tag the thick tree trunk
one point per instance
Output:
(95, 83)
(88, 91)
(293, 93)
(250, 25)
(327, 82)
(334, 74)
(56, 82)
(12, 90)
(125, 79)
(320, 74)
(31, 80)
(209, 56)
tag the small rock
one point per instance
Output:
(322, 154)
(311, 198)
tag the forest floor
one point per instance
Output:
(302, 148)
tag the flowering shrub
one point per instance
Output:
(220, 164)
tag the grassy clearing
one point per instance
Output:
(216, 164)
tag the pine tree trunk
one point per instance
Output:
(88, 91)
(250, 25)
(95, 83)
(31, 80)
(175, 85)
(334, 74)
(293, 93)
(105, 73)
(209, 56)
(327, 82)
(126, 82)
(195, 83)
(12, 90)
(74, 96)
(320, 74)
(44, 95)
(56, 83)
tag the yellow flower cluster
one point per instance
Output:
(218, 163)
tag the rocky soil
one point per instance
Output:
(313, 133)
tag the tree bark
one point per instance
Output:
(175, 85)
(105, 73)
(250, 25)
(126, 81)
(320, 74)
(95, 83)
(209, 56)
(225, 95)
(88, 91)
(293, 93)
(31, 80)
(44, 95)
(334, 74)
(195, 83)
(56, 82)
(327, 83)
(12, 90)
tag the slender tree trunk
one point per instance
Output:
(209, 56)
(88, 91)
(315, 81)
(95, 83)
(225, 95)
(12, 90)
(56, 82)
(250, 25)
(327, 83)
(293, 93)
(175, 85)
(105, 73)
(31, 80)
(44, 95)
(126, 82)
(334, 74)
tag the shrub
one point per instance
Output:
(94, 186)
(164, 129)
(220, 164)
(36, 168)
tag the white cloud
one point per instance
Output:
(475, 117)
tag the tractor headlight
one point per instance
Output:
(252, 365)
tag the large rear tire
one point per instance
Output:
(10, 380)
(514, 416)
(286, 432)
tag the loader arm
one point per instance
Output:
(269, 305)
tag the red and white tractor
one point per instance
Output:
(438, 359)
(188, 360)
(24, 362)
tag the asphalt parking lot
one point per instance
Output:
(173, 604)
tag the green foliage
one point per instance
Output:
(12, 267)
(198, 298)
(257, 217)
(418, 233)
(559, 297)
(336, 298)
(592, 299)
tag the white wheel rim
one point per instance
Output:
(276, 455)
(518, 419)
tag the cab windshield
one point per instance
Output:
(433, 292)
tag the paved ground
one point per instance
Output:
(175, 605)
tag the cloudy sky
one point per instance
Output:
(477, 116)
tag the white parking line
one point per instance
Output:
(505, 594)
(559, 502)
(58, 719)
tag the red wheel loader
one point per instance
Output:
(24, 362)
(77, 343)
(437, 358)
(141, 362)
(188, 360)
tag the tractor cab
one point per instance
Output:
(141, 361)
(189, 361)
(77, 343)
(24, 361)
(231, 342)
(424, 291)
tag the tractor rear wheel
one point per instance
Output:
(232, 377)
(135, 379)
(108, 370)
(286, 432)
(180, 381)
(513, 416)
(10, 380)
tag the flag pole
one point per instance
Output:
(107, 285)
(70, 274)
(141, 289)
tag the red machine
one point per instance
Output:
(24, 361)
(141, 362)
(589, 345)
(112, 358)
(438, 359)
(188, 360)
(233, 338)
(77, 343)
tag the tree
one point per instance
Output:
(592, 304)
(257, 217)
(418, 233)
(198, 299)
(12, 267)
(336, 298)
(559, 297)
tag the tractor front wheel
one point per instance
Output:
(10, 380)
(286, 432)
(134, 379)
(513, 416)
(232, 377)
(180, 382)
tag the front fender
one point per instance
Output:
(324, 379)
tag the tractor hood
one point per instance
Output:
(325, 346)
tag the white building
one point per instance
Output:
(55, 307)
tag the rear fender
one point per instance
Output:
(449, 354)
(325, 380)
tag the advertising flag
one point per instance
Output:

▸ What needs to be done
Render the records from the line with "tag the advertising flag" through the end of the records as a numbered list, omitting any blank lines.

▸ Expected answer
1. tag the advertising flag
2. one point per instance
3. Output:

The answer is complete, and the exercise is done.